(Natural-language object grounding data)
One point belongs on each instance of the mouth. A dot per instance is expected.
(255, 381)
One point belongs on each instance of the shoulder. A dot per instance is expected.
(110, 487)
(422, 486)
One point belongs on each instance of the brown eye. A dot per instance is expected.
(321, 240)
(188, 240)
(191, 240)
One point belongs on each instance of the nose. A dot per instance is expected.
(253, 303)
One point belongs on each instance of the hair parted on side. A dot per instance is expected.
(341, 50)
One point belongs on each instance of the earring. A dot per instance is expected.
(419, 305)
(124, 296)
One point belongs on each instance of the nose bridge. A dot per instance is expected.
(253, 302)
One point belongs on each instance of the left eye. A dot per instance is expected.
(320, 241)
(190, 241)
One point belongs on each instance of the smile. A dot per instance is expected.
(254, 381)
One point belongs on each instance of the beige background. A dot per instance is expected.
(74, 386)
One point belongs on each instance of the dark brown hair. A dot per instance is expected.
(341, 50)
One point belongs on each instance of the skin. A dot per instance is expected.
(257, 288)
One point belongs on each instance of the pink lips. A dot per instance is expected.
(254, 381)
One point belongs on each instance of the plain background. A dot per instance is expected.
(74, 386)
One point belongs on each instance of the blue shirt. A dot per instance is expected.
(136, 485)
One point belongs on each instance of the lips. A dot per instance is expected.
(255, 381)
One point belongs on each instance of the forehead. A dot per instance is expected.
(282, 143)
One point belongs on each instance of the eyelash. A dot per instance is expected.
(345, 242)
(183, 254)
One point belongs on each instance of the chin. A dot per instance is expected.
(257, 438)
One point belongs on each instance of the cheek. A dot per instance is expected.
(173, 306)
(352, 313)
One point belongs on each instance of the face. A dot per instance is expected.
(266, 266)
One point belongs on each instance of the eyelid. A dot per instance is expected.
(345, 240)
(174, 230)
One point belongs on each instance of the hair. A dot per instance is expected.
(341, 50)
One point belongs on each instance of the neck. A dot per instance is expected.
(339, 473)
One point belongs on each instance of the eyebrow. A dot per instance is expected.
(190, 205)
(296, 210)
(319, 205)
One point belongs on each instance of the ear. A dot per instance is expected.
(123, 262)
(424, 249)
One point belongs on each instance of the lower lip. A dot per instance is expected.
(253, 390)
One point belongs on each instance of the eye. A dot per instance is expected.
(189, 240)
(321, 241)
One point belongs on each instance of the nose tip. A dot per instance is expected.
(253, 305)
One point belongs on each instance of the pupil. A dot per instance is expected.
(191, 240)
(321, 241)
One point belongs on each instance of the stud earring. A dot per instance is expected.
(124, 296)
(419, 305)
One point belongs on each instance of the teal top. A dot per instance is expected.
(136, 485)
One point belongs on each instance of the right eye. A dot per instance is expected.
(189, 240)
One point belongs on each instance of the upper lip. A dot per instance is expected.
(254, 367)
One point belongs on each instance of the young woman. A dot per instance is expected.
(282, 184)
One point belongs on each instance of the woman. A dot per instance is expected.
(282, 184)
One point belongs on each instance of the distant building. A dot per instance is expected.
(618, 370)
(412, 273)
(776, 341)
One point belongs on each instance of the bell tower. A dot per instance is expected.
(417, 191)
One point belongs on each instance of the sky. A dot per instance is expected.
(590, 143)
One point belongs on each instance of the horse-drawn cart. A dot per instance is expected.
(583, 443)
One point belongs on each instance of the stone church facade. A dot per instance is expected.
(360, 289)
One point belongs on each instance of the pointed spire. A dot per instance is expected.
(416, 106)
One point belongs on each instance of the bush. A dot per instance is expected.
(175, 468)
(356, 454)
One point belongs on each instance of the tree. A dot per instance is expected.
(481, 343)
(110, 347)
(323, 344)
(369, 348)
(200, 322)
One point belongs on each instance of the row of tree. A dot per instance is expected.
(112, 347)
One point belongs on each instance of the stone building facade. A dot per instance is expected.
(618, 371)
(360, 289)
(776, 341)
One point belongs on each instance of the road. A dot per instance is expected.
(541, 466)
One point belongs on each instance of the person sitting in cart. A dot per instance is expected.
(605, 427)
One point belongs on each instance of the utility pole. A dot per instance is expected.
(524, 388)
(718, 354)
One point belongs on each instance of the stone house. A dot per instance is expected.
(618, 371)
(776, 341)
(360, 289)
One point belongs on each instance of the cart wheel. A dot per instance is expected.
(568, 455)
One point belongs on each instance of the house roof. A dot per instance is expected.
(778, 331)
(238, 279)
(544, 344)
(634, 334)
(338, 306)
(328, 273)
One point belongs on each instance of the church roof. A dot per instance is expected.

**WHAT THE TASK REQUIRES**
Retype the entries in full. Keep every line identical.

**EXPECTED ANSWER**
One point belongs on each instance of the mouth. A dot per instance is expected.
(255, 381)
One point belongs on each instance of the shoulder. A dot per instance is expected.
(110, 487)
(422, 486)
One point belongs on each instance of the brown eye. A dot per instance is expected.
(321, 240)
(188, 240)
(191, 240)
One point belongs on each instance of the nose. A dot per instance is expected.
(253, 303)
One point belongs on each instance of the hair parted on side. A dot per instance is expected.
(341, 50)
One point belongs on each instance of the earring. A dot per instance is expected.
(419, 305)
(124, 296)
One point belongs on each instance of the nose bridge. A dot per instance is expected.
(253, 302)
One point belongs on each instance of the left eye. A dot per instance is expected.
(320, 241)
(190, 241)
One point belongs on each instance of the smile. A dot per instance is expected.
(254, 381)
One point belongs on each instance of the beige background. A dot per instance is expected.
(74, 386)
One point belongs on each instance of the dark brown hair. A dot per instance is expected.
(341, 50)
One point belongs on each instance of the skin. A dot per instance is expected.
(257, 288)
One point belongs on each instance of the pink lips. A dot per instance is expected.
(254, 381)
One point belongs on each instance of the plain background. A dot per instance is expected.
(74, 386)
One point belongs on each instance of the blue shirt. A dot per instance is expected.
(136, 485)
One point belongs on each instance of the lips. A dot per instance is expected.
(255, 381)
One point belongs on each instance of the forehead. A dot per instance is expected.
(282, 143)
One point belongs on each instance of the eyelash. A dot per instance is expected.
(345, 242)
(183, 254)
One point belongs on each instance of the chin. A dot per instance is expected.
(257, 438)
One point belongs on each instance of the cheek. A dot per instance is expected.
(173, 306)
(352, 313)
One point belongs on each instance of the face. A dot per instance is expected.
(266, 266)
One point belongs on each instance of the eyelid. A dot per instance is expected.
(345, 240)
(174, 230)
One point belongs on each instance of the hair. A dot per instance is expected.
(341, 50)
One point belongs on each instance of the neck. A dot per instance is expected.
(339, 473)
One point belongs on each instance of the eyebrow. A dot per instance is expected.
(190, 205)
(296, 210)
(319, 205)
One point belongs on each instance of the ear. A dot per instance is expected.
(123, 262)
(424, 249)
One point belongs on each instance of the lower lip. A dot per instance is expected.
(253, 390)
One point belongs on each instance of the eye. A dot per instance is expected.
(189, 240)
(321, 241)
One point belongs on each instance of the nose tip. A dot per instance is expected.
(253, 305)
One point belongs on each instance of the pupil. A dot per instance is expected.
(191, 240)
(321, 241)
One point belongs on each instance of the stud earring. A dot per instance is expected.
(124, 296)
(419, 305)
One point belongs on each instance of the teal top. A dot per instance is expected.
(136, 485)
One point belongs on each instance of the right eye. A dot per instance is expected.
(189, 240)
One point belongs on each instance of the upper lip. A dot per instance is expected.
(254, 367)
One point belongs on each instance of the young woman. A dot per instance is expected.
(282, 184)
One point belongs on each instance of the woman. A dot per instance is expected.
(282, 184)
One point belongs on each instance of the distant building. A dot per instance is expected.
(618, 370)
(412, 273)
(776, 341)
One point belongs on each instance of the bell tower. A dot per instance is expected.
(417, 191)
One point belongs on each instance of the sky. A dot per instance is expected.
(590, 143)
One point belongs on each instance of the horse-drawn cart. A dot per instance is expected.
(583, 443)
One point belongs on each instance of the stone church facade. A dot per instance is expected.
(360, 289)
One point belongs on each instance of the pointed spire. A dot per instance is expected.
(416, 106)
One point belongs on each instance of the bush. A dot per instance is expected.
(175, 468)
(356, 454)
One point belongs on each instance of the tree. A dot per instance is expected.
(481, 343)
(110, 347)
(323, 344)
(369, 348)
(200, 322)
One point belongs on each instance of the row of tree. A dot per instance is expected.
(112, 347)
One point belongs on each instance of the stone building facade. A dot per instance is expected.
(618, 371)
(360, 289)
(776, 341)
One point belongs on each instance of the road. A dot per instance is expected.
(541, 466)
One point belongs on each instance of the person sitting in cart. A dot per instance is expected.
(605, 427)
One point belongs on each instance of the utility pole. A dot per instance is expected.
(524, 388)
(718, 354)
One point belongs on each instance of the stone house. A dot per instance is expected.
(618, 371)
(776, 341)
(360, 289)
One point belongs on each instance of the cart wheel. A dot per instance is expected.
(568, 455)
One point belongs on each instance of the house roof. A dot per instance is expected.
(778, 331)
(238, 279)
(544, 344)
(634, 334)
(338, 306)
(328, 273)
One point belongs on each instance of the church roof. A dot per instance is expected.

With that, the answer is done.